▸ **PROBLEM TO WORK ON**
Pick out and copy each line in the data below that contains the word "screen". Case counts.

(Detection examples)
━━━━━━

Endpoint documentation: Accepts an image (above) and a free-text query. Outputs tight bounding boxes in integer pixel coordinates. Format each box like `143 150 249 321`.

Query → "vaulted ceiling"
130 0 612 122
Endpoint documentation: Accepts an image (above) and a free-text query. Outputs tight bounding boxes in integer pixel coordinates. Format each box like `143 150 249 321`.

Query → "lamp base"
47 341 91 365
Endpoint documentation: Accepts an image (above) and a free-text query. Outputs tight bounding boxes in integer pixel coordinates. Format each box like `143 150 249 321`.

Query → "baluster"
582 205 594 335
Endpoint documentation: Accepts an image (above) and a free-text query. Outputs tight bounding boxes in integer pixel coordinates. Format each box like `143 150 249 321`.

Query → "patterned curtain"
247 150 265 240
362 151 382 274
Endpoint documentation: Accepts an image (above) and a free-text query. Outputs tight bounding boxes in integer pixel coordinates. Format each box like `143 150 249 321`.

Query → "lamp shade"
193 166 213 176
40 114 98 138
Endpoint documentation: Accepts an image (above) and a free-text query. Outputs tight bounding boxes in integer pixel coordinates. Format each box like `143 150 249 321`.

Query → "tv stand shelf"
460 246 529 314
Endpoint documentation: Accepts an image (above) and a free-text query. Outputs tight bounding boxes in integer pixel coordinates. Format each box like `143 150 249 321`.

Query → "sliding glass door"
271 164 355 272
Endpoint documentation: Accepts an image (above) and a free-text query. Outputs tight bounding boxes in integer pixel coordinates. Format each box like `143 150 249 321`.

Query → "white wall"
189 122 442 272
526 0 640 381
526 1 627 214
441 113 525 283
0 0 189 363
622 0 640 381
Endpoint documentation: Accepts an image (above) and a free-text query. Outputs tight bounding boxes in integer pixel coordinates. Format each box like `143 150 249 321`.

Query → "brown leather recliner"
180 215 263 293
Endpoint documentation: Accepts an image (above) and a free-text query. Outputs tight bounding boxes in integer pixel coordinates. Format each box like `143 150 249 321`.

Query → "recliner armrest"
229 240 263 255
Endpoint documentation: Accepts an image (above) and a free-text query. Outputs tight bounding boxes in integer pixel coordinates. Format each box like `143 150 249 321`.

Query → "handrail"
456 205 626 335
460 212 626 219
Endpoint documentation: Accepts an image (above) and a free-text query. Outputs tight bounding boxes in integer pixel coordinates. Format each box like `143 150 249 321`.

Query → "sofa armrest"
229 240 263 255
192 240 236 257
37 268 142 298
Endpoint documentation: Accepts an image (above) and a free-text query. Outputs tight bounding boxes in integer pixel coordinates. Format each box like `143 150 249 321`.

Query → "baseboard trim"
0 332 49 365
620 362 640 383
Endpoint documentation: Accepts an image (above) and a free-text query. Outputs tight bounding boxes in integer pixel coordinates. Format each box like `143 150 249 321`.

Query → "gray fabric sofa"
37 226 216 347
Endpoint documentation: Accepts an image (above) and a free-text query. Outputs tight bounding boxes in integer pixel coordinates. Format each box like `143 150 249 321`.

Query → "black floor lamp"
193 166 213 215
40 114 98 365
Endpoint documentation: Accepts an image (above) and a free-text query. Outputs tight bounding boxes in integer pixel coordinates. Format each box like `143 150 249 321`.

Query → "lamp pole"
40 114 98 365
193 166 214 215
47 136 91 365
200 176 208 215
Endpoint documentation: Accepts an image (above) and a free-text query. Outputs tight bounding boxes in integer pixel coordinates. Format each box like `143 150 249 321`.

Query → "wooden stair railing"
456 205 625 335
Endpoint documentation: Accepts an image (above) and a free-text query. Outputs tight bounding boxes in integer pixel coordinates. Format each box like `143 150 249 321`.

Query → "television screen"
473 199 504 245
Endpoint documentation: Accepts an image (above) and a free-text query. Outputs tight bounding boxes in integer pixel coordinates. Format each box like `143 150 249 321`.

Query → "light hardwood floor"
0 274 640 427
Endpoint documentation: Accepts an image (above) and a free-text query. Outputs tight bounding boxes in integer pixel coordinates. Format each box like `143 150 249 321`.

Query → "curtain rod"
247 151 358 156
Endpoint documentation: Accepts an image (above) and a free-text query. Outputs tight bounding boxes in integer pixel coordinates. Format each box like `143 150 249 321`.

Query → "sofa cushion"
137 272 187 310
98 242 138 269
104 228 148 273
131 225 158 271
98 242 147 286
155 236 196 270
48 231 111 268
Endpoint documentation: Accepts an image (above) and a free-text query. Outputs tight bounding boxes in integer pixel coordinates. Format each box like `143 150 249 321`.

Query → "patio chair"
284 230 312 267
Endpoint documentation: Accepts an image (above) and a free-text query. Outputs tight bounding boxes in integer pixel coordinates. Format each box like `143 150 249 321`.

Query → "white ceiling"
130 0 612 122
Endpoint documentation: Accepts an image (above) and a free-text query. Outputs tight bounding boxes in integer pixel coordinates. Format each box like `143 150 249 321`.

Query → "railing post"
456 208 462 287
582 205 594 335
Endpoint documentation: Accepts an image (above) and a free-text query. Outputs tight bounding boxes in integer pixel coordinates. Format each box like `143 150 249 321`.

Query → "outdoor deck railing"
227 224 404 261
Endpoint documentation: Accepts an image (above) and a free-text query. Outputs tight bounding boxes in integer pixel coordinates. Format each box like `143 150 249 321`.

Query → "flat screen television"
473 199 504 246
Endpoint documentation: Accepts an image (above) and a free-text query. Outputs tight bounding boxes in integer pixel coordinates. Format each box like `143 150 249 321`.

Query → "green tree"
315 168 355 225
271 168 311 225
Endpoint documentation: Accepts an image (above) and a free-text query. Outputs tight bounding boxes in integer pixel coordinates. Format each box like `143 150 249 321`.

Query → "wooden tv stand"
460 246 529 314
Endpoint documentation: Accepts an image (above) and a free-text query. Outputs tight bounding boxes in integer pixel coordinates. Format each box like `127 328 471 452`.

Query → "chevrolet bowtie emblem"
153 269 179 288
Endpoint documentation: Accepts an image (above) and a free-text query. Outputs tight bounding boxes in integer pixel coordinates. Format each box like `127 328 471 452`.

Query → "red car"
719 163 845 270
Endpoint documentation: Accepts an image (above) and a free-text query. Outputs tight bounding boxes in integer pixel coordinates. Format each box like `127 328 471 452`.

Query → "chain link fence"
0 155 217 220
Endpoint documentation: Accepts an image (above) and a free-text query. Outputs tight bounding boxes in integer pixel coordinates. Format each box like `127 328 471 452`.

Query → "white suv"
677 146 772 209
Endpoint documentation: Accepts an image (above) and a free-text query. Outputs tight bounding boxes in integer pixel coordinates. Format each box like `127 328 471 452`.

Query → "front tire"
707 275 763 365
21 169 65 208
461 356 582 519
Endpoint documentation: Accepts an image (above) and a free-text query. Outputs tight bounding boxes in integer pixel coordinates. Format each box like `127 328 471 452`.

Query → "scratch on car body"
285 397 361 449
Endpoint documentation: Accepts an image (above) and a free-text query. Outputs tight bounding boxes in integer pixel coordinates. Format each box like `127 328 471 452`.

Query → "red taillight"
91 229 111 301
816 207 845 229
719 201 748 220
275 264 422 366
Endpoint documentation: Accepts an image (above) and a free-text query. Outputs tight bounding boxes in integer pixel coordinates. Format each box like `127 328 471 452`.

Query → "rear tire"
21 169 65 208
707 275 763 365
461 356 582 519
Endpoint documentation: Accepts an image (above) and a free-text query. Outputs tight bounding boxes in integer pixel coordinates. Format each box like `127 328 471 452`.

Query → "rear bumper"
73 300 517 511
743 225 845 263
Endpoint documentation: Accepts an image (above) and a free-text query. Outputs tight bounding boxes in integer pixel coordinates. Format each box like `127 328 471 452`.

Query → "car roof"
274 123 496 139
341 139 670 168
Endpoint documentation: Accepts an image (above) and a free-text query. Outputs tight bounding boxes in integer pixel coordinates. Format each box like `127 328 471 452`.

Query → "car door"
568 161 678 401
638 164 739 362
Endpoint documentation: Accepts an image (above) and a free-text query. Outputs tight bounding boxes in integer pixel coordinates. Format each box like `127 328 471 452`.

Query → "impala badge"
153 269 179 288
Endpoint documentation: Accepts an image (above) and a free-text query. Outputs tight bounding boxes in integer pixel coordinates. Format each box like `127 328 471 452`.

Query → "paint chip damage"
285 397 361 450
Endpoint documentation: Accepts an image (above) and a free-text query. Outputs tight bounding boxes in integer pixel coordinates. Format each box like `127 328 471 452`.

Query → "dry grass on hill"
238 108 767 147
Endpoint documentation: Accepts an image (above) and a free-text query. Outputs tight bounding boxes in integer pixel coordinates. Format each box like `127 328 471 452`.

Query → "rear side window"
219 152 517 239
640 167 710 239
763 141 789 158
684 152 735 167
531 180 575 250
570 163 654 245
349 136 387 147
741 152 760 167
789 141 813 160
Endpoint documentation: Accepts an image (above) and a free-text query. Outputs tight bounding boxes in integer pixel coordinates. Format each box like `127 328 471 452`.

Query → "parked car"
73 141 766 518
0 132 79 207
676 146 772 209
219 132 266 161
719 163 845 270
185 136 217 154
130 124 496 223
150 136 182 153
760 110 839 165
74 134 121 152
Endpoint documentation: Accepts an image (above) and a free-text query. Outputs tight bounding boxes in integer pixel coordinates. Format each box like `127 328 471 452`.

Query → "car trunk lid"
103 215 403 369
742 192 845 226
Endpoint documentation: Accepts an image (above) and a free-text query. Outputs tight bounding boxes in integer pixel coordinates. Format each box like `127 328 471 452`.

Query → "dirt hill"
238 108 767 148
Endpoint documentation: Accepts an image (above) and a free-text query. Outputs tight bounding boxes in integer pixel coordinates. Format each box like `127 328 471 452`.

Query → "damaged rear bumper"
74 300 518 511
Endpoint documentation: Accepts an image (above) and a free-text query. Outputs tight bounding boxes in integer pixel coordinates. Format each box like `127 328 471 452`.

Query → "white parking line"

━━━━━━

▸ **WRITTEN SOLUTION**
Query → "television screen"
Query → "flat screen television"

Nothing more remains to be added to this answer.